═══ Document passage ═══

Can ALL visitors easily use an application, including those who are a bit older, those with large fingers, those with degraded vision, those with poor monitor contrast, those who do not respond quickly to icons, etc?
What do phone users spend most of their time on? Interacting with mobile applications (or apps as most of us refer to them).
A recent study shows that phone users spend 86% of their mobile usage time solely on apps. Another study actually calculated this figure to be as high as 89%. And taking this further, it has also been found that mobile users spend 80% of their mobile app usage time using just five apps (out of the total of 24 apps they typically use in a month).
Thus it comes as no surprise that there has been an explosive increase in the number of phone applications especially those for games and social media. Forbes actually estimates that by next year, there will be almost 270 billion apps downloaded.

═══

Check your understanding »
(1) According to the recent study cited in the passage on mobile app usage, what percentage of their mobile usage time do phone users spend solely on apps?
(2) Continue the passage on mobile app usage from its final sentence.

═══ Available data ═══

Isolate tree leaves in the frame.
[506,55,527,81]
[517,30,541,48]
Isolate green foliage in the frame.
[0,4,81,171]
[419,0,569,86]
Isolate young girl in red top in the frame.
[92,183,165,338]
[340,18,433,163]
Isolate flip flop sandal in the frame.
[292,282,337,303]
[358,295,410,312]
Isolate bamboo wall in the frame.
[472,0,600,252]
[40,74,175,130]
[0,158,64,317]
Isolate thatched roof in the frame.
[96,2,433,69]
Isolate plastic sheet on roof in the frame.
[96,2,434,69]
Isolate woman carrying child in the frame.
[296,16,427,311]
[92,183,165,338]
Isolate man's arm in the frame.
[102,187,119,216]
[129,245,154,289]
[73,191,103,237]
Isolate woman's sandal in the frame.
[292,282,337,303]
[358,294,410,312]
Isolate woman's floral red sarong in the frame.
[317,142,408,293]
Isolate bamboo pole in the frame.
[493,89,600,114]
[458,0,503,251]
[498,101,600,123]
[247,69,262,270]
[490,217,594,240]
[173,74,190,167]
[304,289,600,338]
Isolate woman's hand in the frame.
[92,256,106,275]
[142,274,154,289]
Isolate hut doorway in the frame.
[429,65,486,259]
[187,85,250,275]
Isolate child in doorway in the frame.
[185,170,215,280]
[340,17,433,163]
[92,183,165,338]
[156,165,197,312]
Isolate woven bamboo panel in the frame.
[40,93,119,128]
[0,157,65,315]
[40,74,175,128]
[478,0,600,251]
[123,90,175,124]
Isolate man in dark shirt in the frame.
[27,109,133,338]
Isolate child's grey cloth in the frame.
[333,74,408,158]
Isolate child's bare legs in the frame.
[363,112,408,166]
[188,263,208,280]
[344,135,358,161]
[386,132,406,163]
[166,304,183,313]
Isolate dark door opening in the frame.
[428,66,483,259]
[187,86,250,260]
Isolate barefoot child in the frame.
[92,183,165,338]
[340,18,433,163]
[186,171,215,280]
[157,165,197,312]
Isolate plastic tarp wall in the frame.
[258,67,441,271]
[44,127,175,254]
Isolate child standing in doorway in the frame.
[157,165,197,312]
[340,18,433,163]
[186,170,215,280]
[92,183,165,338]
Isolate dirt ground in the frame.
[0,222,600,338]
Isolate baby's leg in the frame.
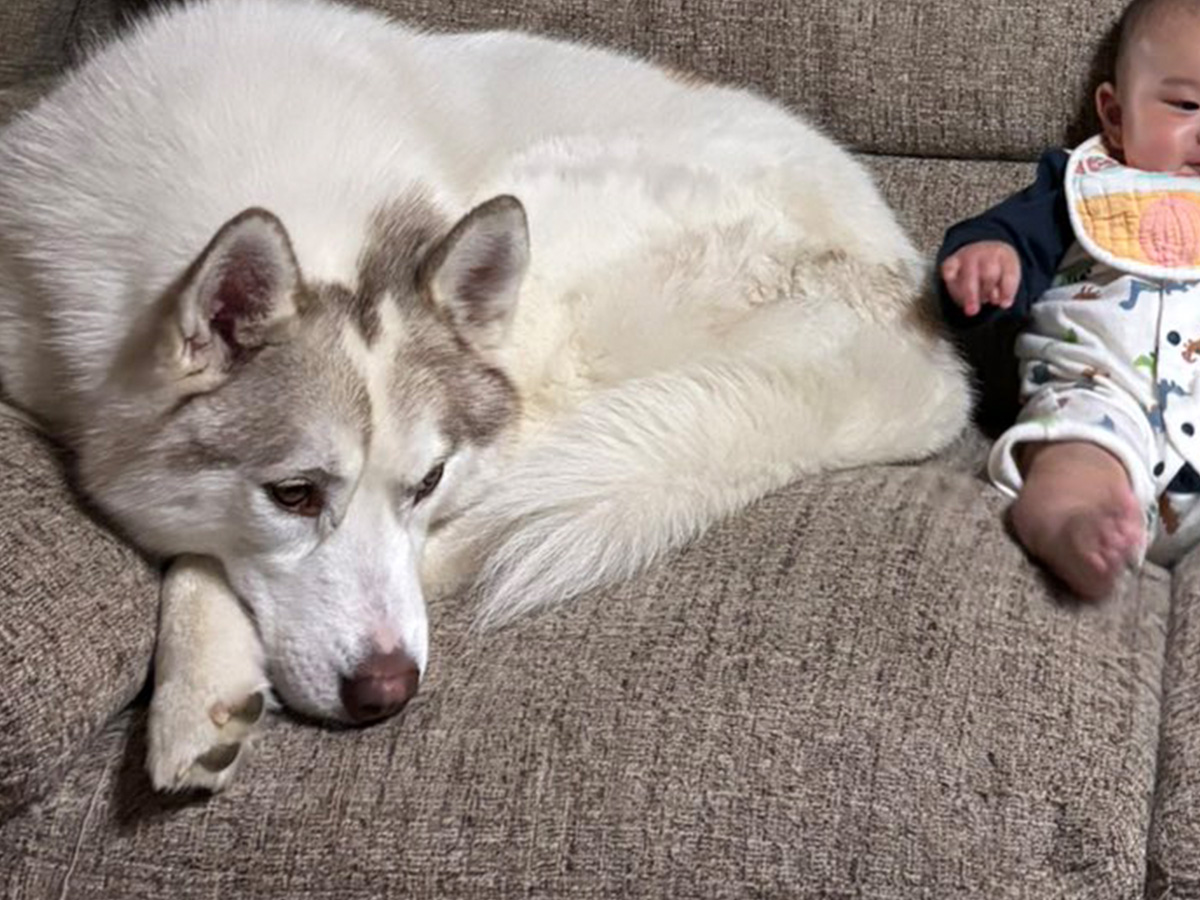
[1010,440,1146,600]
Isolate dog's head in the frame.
[79,197,528,720]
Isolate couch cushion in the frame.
[0,0,79,88]
[0,407,157,818]
[0,464,1168,900]
[54,0,1124,160]
[1146,550,1200,900]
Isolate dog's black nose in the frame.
[341,649,421,725]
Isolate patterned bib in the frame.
[1067,136,1200,281]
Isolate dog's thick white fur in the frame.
[0,0,970,787]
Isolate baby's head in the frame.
[1096,0,1200,174]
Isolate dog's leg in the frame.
[146,557,268,791]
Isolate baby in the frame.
[938,0,1200,599]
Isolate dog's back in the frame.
[0,0,968,676]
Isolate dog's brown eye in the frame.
[413,462,446,506]
[266,481,324,518]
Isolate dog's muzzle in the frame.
[341,648,421,725]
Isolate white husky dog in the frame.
[0,0,970,788]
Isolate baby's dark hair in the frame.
[1114,0,1200,78]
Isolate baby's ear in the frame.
[1096,82,1121,150]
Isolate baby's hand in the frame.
[941,241,1021,316]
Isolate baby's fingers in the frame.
[997,265,1021,310]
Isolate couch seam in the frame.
[1141,570,1180,900]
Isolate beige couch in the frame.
[0,0,1185,900]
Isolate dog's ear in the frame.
[421,194,529,350]
[166,209,301,392]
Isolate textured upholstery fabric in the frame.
[324,0,1123,158]
[0,0,78,88]
[1146,551,1200,900]
[58,0,1123,160]
[0,407,157,818]
[0,466,1169,900]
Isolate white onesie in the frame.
[988,138,1200,564]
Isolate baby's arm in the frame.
[940,240,1021,316]
[937,150,1074,328]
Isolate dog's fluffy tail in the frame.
[463,306,970,625]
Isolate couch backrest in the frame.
[7,0,1124,160]
[345,0,1124,160]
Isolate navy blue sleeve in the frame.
[935,150,1075,329]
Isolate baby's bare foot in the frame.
[1012,441,1146,600]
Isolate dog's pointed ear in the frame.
[421,194,529,350]
[168,209,301,391]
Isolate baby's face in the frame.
[1096,13,1200,174]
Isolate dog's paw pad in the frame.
[146,684,266,792]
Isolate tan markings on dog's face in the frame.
[169,296,372,480]
[342,191,518,458]
[659,65,712,90]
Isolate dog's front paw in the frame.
[146,680,266,792]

═══

Responses for each task »
(1) 86%

(2)
That being said, mobile phone applications are still restrained by the relatively small screen size and limited performance capabilities of the devices on which they run. It is true that phones have come a long way with larger screen sizes and increased processing capabilities. It is also true that mobile app design has evolved considerably. However, they lack the screen sizes and processing capabilities of larger devices such as laptops or desktop computers.
Research shows that usability is key for the success of mobile apps. In fact, a common trend among successful mobile phone applications is that they are perceive by users as being easy to learn, user-friendly and less time-consuming when completing tasks. Other researchers have actually identified a direct link between mobile application usability and user acceptance.
Despite the importance of mobile application usability, there is a lack of an agreed-upon list of guidelines. In this regard, the best way to evaluate the usability of mobile applications is through usability testing.